EXERCISE PROMPT
Decide whether each statement agrees with the passage on Pope below, answering yes or no and quoting the words from the passage that settle it. (a) Villiers lies in a room with walls made of dung. (b) The passage calls Dante and Spenser vague. (c) The passage holds that human problems differ radically from one age to another.

====== GIVEN TEXT

In the worst inn’s worst room, with mat half-hung,
The floor of plaster, and the walls of dung,
On once a flock-bed, but repaired with straw,
With tape-tied curtains never meant to draw,
The George and Garter, dangling from that bed,
Where tawdry yellow strove with dirty red,
Great Villiers lies.  Alas! how changed from him,
That life of pleasure, and that soul of whim!
Gallant and gay, in Cliveden’s proud alcove,
The bower of wanton Shrewsbury and love;
Or just as gay, at Council, in a ring
Of mimic statesmen, and their merry king,
No wit to flatter, left of all his store!
No fool to laugh at, which he valued more.
There, victor of his health, of fortune, friends,
And fame, this lord of useless thousands ends.
 

Yes; Pope knew, as well as Wordsworth and our “Naturalisti,” that no physical fact was so mean or coarse as to be below the dignity of poetry—when in its right place.  He could draw a pathos and sublimity out of the dirty inn chamber, such as Wordsworth never elicited from tubs and daffodils—because he could use them according to the rules of art, which are the rules of sound reason and of true taste.

The answer to all this is ready nowadays.  We are told that Pope could easily be great in what he attempted, because he never attempted any but small matters; easily self-restraining, because his paces were naturally so slow; above all, easily clear, because he is always shallow; easily full of faith in what he did believe, because he believed so very little.  On the two former counts we may have something to say hereafter.  On the two latter, we will say at once, that if it be argued, as it often is, that the reason of our modern poetical obscurity and vagueness lies in the greater depth of the questions which are now agitating thoughtful minds, we do utterly deny it.  Human nature, human temptations, human problems, are radically the same in every age, by whatsoever outward difference of words they may seem distinguished.  Where is deeper philosophic thought, true or false, expressed in verse, than in Dante, or in Spenser’s two cantos of “Mutabilities”?  Yet if they are difficult to understand, their darkness is that of the deep blue sea.  Vague they never are, obscure they never are, because they see clearly what they want to say, and how to say it.  There is always a sound and coherent meaning in them, to be found if it be searched for.

============
====== DATA SHOWN

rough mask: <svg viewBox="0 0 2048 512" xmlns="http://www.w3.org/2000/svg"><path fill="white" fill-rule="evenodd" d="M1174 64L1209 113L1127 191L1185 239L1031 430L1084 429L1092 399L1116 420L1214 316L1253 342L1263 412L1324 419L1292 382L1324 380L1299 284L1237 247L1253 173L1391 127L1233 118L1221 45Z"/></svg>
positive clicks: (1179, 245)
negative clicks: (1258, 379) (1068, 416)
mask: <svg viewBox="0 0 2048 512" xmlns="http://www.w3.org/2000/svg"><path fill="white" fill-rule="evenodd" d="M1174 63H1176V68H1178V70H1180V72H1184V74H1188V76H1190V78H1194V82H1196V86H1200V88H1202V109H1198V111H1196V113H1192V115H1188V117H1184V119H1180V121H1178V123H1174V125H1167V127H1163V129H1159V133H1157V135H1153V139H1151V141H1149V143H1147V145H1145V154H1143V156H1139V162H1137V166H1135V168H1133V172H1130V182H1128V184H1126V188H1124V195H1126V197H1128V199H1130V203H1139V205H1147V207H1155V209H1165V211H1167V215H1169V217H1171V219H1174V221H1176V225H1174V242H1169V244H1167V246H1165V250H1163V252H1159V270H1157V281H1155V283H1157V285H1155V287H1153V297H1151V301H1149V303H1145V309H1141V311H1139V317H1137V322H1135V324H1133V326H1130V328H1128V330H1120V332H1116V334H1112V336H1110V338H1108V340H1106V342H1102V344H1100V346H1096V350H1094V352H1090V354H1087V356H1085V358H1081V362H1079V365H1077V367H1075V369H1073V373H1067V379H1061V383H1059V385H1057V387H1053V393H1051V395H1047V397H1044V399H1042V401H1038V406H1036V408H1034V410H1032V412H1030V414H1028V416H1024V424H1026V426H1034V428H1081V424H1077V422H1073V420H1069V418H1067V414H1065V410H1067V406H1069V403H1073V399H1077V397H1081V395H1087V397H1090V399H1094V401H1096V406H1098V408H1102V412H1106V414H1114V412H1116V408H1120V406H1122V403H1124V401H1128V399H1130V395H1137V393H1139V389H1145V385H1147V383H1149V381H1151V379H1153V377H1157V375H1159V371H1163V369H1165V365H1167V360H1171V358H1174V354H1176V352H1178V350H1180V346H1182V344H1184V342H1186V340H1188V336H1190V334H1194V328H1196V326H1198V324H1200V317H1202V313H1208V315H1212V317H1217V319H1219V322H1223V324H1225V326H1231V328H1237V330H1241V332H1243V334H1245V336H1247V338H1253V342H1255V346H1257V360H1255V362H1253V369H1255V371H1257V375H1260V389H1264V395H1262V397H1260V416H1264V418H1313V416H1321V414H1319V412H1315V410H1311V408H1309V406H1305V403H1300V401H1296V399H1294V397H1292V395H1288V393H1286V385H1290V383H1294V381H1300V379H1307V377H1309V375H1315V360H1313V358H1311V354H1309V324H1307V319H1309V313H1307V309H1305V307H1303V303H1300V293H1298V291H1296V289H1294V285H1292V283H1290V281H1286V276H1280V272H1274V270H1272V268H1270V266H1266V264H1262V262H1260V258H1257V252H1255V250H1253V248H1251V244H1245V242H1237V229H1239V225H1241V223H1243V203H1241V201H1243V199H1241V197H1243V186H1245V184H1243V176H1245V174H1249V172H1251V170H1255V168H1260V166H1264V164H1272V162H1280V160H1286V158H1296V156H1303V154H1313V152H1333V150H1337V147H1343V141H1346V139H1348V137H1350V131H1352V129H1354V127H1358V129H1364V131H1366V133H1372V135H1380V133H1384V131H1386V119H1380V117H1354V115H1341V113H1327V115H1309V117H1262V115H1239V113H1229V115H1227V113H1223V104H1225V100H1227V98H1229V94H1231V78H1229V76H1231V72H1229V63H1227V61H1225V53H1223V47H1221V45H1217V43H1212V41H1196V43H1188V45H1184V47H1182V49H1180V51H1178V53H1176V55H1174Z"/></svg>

============

ANSWER SPACE
(a) Yes: "the walls of dung"
(b) No: "Vague they never are, obscure they never are"
(c) No: "Human nature, human temptations, human problems, are radically the same in every age"